Reproduce all the lines below exactly and omit the images.
-------- Recorded data --------
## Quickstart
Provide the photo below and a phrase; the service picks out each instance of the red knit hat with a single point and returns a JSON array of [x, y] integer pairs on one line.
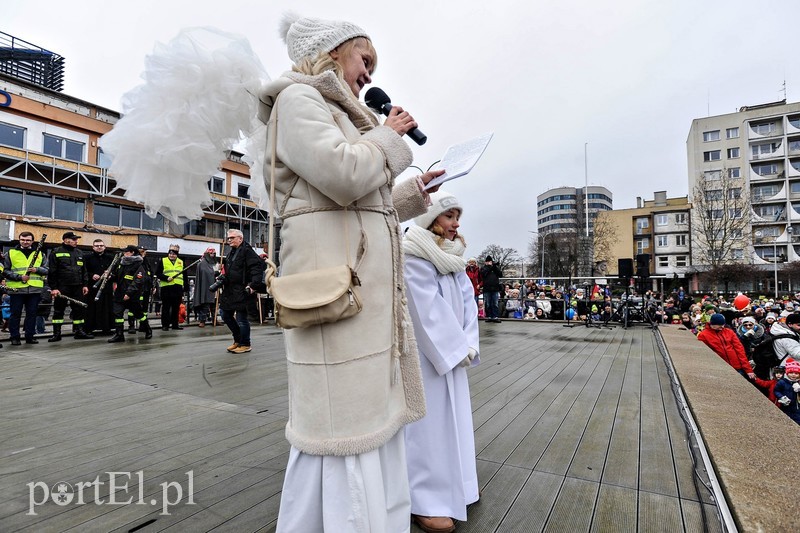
[[792, 366]]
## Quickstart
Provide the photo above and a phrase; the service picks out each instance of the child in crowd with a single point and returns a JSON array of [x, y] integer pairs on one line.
[[786, 390], [442, 470]]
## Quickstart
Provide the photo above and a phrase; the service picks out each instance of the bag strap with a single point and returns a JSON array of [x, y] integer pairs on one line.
[[271, 245]]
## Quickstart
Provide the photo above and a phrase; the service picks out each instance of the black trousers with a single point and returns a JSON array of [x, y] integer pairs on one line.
[[60, 305], [170, 305]]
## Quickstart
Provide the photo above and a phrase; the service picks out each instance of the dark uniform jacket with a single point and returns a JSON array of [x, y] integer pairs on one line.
[[243, 268], [130, 277], [66, 268]]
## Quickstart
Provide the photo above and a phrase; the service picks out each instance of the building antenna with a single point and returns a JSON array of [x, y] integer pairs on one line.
[[586, 173]]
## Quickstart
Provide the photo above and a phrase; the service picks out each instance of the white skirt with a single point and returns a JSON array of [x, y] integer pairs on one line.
[[353, 494]]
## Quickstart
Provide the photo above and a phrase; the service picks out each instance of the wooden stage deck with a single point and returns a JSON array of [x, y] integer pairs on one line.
[[576, 429]]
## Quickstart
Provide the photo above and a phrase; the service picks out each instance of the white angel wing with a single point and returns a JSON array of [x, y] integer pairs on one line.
[[198, 100]]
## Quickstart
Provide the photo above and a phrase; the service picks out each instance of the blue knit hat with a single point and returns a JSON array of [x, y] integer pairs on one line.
[[717, 320]]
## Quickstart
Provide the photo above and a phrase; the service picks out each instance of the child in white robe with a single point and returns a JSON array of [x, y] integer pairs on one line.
[[440, 448]]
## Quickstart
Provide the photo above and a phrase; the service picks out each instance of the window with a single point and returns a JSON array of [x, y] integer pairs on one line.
[[63, 148], [764, 149], [131, 217], [764, 128], [106, 214], [11, 135], [153, 223], [69, 209], [765, 191], [11, 201], [103, 160], [768, 169], [217, 185]]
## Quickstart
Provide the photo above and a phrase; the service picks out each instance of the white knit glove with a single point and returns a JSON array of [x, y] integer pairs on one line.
[[467, 361]]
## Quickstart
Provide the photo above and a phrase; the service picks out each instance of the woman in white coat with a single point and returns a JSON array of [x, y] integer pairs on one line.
[[442, 470], [355, 383]]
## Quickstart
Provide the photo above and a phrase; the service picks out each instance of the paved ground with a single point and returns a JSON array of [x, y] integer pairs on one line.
[[576, 430]]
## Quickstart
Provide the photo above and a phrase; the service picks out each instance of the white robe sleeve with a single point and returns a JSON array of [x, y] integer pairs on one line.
[[470, 315], [438, 328]]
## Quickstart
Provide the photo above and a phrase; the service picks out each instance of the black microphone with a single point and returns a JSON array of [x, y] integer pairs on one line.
[[380, 102]]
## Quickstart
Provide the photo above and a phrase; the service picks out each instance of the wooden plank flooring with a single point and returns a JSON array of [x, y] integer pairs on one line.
[[576, 429]]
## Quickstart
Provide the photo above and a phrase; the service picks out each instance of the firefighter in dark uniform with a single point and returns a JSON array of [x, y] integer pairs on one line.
[[144, 299], [130, 283], [171, 280], [67, 276], [99, 313]]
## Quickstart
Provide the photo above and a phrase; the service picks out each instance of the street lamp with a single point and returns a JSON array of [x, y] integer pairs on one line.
[[760, 235]]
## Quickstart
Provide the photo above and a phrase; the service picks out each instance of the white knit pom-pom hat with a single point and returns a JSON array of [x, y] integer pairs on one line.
[[307, 37], [441, 201]]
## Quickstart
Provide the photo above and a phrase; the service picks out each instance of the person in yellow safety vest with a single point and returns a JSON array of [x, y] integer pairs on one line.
[[171, 282], [67, 276], [26, 278]]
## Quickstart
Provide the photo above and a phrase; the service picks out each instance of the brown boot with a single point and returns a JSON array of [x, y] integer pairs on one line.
[[434, 524]]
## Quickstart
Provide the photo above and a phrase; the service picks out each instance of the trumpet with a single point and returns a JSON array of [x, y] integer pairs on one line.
[[72, 300]]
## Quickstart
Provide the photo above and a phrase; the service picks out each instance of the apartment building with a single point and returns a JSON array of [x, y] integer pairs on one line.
--------
# [Solution to the exercise]
## Quickstart
Provide the photo below and a phrase; the service picks out each instance of the red knit hat with a single point and returns a JSON array of [x, y] integer pairs on one line.
[[792, 366]]
## Quickstart
Provide the photo above and a phrase; the service picks out each instance of the child in crowd with a single point and returns a JSON array of [x, y] integer pairs on one line.
[[786, 390], [442, 470]]
## Quickstart
Provide the photo above and a phrase; the service picks out each instance of the bag strap with a single point and returns a JSON array of [x, y] integer pairs on one line.
[[271, 245]]
## Quickstart
Provide the photo above and a phrase; the service picks out each instance of the black trousers with a single point and returns a JSON array of [x, y] integer pairs on one line.
[[60, 305], [170, 305]]
## Quickstart
Provide the photo above and a phrase; the service picks out each instance of the dark uniform jacket with a single point and returns a JSON array of [x, y] integer pairs on one line.
[[243, 268], [130, 277], [66, 268]]
## Quickstart
Provide the photo above and a phrase; the service picks out each instance of the building antenna with a single point and returns a JSON array of [x, y] integer pairs on one line.
[[586, 173]]
## Quickstart
Provide the photo above and a phrase; the service picks out each instance of the white skirt with a single point and returns a JSON array of [x, y] integer pairs on one line.
[[353, 494]]
## Quickstart
Provide the photo above and a phrase; the service picks out each instance of the wooden stage deck with a single point and returns a JSON array of [x, y] integer pairs on one line.
[[576, 429]]
## Quickstart
Provide the photo above and a phrase; the service picks out each instance of the white angel wing with a single point and returns a JSON array of [x, y] integer pairs on one line.
[[198, 100]]
## Quickstart
Provide the photo above and a phrase; the service picks out each instance of the blue knit hat with a single point and returns a JSON array of [x, y] integer pairs on one line.
[[717, 320]]
## Quickstart
Provide the photo above and a phrase; the service picks out each instance of the child in white robe with a single point and returns a JSON array of [x, y] integer pairs on one line.
[[440, 448]]
## Quickstart
Provide the photo above and a phrase; the service picks out each instance of the window with a single point and returns a JSON array of [x, y] integer pairs on one line.
[[63, 148], [764, 149], [131, 217], [764, 128], [106, 214], [11, 135], [153, 223], [69, 209], [765, 191], [11, 201], [103, 160], [768, 169], [217, 185]]
## Quickstart
Provide the photo above and a phrase; the service picks out each instance of the white knit glove with a single point and returns a JSON array of [x, y] integer pairs on one line.
[[467, 361]]
## Quickstart
Provide the photo above and a phrase; the service picks out each instance of the woman in white coat with a single point and returns a JSON array of [x, y] integer pairs on one line.
[[442, 470], [355, 383]]
## Quickstart
Provide the photo above and a phrase; the service picks out each instance of the paved ground with a single point and returns a JSON array of [x, y] integer pairs on one line.
[[576, 430]]
## Quickstart
Provide the photo above and a phrase; the service picks out each instance of the white robe sleeve with a single point and returns a JSON array of [x, y] integer pairs on one line.
[[470, 315], [438, 328]]
## Quickstart
Provide the photo above and a phrase; the service picks out each instance of the black microphone with a single point and returns a JSON array of [x, y] integer pairs on one line.
[[380, 102]]
## Quickstart
Provide the photo above and a phrase; the service picks out each instance of the wooden plank flooring with a single point and returns a JSON array of [x, y] integer pairs on one line.
[[576, 429]]
## Quickstart
Provide the photo above and a phrase; the service picks out each instance of the firefighter in dark uniform with a single point and returns a JSON array of [x, y] integer pairs on one line.
[[144, 299], [130, 283], [171, 280], [67, 276], [99, 313]]
## Quickstart
Provide the photo above and a phrase; the service picks out each instance of the street lamp with a single point and returns a JSON array of [x, y] integer pairs on one line.
[[760, 235]]
## Quickstart
Provide the photo above and a phrase; the service picks out each instance of the white knit pom-pom hat with a single point and returns a JSON array of [x, y] integer pairs on one line.
[[307, 37], [441, 201]]
## Quickstart
Provide the photo above and a phrase; the service picks out each instance of the person in yellow safety vest with a single point and returns a JSON array of [x, y] integer pairs on one line.
[[171, 282], [67, 276], [26, 278]]
## Quickstart
Provide the photo above and a phrase; the service picks out each instance of the brown boot with a single point and returns a JSON array of [x, y] integer pairs on one line.
[[434, 524]]
## Quickstart
Provide the photo above and a phrase; the service picks out each instance of the trumpet with a single point and returns a JSON array of [x, y] integer pairs on one line.
[[72, 300]]
## Quickstart
Provide the photo above and a phrase; the service picks out each instance of the apartment building with a single point and returns a JSON array of [x, y] integer pairs on one line.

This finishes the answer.